__INSTRUCTIONS FOR THE TASK__: If a record contains a picture, leave the picture out and reproduce everything else exactly.

=== LISTED RECORDS ===

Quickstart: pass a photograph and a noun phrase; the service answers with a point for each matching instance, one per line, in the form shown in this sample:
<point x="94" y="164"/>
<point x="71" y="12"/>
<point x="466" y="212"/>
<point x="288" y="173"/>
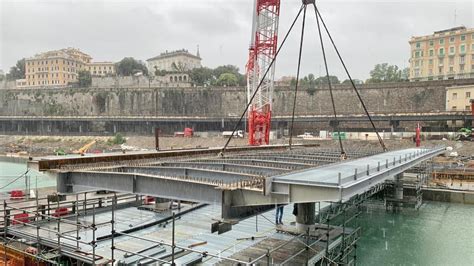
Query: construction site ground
<point x="47" y="145"/>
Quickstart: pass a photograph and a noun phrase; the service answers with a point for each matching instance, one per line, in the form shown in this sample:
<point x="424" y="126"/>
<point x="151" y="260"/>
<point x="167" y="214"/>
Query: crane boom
<point x="262" y="52"/>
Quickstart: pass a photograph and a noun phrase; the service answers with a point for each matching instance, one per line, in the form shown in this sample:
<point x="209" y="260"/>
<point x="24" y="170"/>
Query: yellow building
<point x="101" y="68"/>
<point x="175" y="61"/>
<point x="55" y="68"/>
<point x="446" y="54"/>
<point x="458" y="98"/>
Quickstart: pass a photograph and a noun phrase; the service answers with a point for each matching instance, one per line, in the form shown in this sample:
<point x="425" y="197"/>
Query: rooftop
<point x="174" y="53"/>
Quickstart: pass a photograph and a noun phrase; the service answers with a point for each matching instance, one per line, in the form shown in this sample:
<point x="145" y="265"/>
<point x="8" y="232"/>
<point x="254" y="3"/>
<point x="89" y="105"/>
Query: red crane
<point x="262" y="51"/>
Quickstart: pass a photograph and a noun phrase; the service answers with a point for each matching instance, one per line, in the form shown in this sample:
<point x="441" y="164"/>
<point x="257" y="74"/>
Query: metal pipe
<point x="144" y="256"/>
<point x="181" y="247"/>
<point x="59" y="233"/>
<point x="112" y="248"/>
<point x="50" y="216"/>
<point x="172" y="242"/>
<point x="93" y="235"/>
<point x="77" y="220"/>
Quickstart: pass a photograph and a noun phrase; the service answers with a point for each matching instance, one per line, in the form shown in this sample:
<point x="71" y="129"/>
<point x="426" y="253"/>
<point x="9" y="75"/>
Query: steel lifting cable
<point x="350" y="78"/>
<point x="261" y="82"/>
<point x="297" y="78"/>
<point x="343" y="153"/>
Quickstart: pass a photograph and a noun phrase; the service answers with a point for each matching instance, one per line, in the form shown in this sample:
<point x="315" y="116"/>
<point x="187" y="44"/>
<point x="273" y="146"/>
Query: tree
<point x="84" y="78"/>
<point x="227" y="79"/>
<point x="17" y="71"/>
<point x="130" y="66"/>
<point x="387" y="73"/>
<point x="323" y="80"/>
<point x="218" y="71"/>
<point x="356" y="81"/>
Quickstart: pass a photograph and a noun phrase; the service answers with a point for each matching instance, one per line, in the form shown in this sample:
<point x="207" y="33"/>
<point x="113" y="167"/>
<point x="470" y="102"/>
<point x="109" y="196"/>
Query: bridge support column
<point x="230" y="213"/>
<point x="162" y="203"/>
<point x="306" y="216"/>
<point x="398" y="192"/>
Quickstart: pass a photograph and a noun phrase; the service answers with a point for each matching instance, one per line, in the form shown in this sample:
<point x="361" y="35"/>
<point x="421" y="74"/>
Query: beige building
<point x="55" y="68"/>
<point x="458" y="98"/>
<point x="176" y="61"/>
<point x="101" y="69"/>
<point x="446" y="54"/>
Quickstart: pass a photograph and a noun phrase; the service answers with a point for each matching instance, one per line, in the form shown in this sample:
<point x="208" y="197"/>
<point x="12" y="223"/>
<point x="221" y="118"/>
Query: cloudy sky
<point x="367" y="32"/>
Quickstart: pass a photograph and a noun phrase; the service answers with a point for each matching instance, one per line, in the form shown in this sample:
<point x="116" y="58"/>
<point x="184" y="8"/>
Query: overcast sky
<point x="367" y="32"/>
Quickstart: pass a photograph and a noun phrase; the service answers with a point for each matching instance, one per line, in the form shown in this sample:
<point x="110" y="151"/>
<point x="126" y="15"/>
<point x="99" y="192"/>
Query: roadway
<point x="432" y="116"/>
<point x="244" y="177"/>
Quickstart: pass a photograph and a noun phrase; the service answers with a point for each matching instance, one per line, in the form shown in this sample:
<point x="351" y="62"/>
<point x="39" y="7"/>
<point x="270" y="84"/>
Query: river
<point x="11" y="169"/>
<point x="438" y="233"/>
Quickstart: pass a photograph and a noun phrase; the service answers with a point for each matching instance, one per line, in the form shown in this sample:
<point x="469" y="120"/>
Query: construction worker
<point x="279" y="213"/>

===

__SOLUTION__:
Quickstart: pass a photograph and a noun phrase; the service answers with a point for each matching instance, one per line, in the form shown in this sample:
<point x="94" y="164"/>
<point x="71" y="12"/>
<point x="466" y="212"/>
<point x="288" y="173"/>
Query: construction site ground
<point x="47" y="145"/>
Quickstart: pass a photograph and a noun phrase; the service answers with a point for each matching instance, one per line, in the form shown in this sample:
<point x="424" y="126"/>
<point x="151" y="260"/>
<point x="167" y="214"/>
Query: crane boom
<point x="262" y="52"/>
Quickstart: pass a photograph and a noun phrase; the service answers with a point for each matching instance, one per line, in the form shown in this sample:
<point x="209" y="260"/>
<point x="24" y="170"/>
Query: yellow building
<point x="101" y="68"/>
<point x="175" y="61"/>
<point x="55" y="68"/>
<point x="446" y="54"/>
<point x="458" y="98"/>
Quickstart: pass a photograph and a noun phrase; the service answers with a point for each matching instance, one per line, in the form shown in this sample:
<point x="425" y="197"/>
Query: rooftop
<point x="174" y="53"/>
Quickstart: pass a photograph and a noun phrase; the service answers with a point for each matching instance, one per line, in the form shown in this sample:
<point x="145" y="265"/>
<point x="8" y="232"/>
<point x="254" y="3"/>
<point x="89" y="105"/>
Query: red crane
<point x="262" y="51"/>
Quickstart: pass a photograph and a noun phrase; the service answers with a point for each matching instance, one per line, in the form shown in this sample:
<point x="441" y="164"/>
<point x="257" y="74"/>
Query: metal pipe
<point x="144" y="256"/>
<point x="181" y="247"/>
<point x="59" y="233"/>
<point x="112" y="248"/>
<point x="50" y="216"/>
<point x="172" y="242"/>
<point x="93" y="235"/>
<point x="77" y="220"/>
Quickstart: pass a photograph and a noun phrase; the service answers with a point for each matching instance, one per line, in the form shown in this sample:
<point x="71" y="129"/>
<point x="426" y="253"/>
<point x="9" y="75"/>
Query: steel lifting cable
<point x="350" y="78"/>
<point x="261" y="82"/>
<point x="297" y="78"/>
<point x="343" y="153"/>
Quickstart: pass a photograph and a noun phrase; the service answers with a point for each matching instance, one per line, in the form shown in this sample:
<point x="315" y="116"/>
<point x="187" y="44"/>
<point x="273" y="146"/>
Query: tree
<point x="84" y="78"/>
<point x="227" y="79"/>
<point x="17" y="71"/>
<point x="130" y="66"/>
<point x="387" y="73"/>
<point x="323" y="80"/>
<point x="218" y="71"/>
<point x="356" y="81"/>
Quickstart: pass a photograph and a noun phrase; the service answers with a point for each matching instance, one per line, in the form shown in this sample:
<point x="207" y="33"/>
<point x="113" y="167"/>
<point x="470" y="102"/>
<point x="109" y="196"/>
Query: bridge support column
<point x="230" y="213"/>
<point x="162" y="203"/>
<point x="306" y="216"/>
<point x="398" y="192"/>
Quickstart: pass a photograph and a noun phrase; the service answers with a point for each matching instance, one per line, in the form shown in this sample:
<point x="361" y="35"/>
<point x="421" y="74"/>
Query: beige building
<point x="55" y="68"/>
<point x="458" y="98"/>
<point x="176" y="61"/>
<point x="101" y="69"/>
<point x="446" y="54"/>
Quickstart: pass a photograph and a noun phrase; the service answers with a point for each matching instance, one per line, in the form shown in this sample:
<point x="208" y="197"/>
<point x="12" y="223"/>
<point x="221" y="118"/>
Query: cloudy sky
<point x="367" y="32"/>
Quickstart: pass a photograph and a noun phrase; the service answers with a point for each matching instance, one per line, in the form shown in this sample:
<point x="116" y="58"/>
<point x="184" y="8"/>
Query: overcast sky
<point x="367" y="32"/>
Quickstart: pass a photograph and a noun phrase; the service answers with a point for each matching instance, one per line, in the form shown in this sample:
<point x="110" y="151"/>
<point x="126" y="15"/>
<point x="99" y="192"/>
Query: roadway
<point x="432" y="116"/>
<point x="244" y="177"/>
Quickstart: pass a photograph and a noun phrase; the service answers with a point for each matching instance, one per line, in the form shown in this sample:
<point x="351" y="62"/>
<point x="39" y="7"/>
<point x="270" y="84"/>
Query: river
<point x="11" y="169"/>
<point x="438" y="233"/>
Quickstart: pass a photograph and a noun phrase; the service answers with a point for each matching instance, one per line, in the form shown in this sample:
<point x="469" y="120"/>
Query: construction worker
<point x="279" y="213"/>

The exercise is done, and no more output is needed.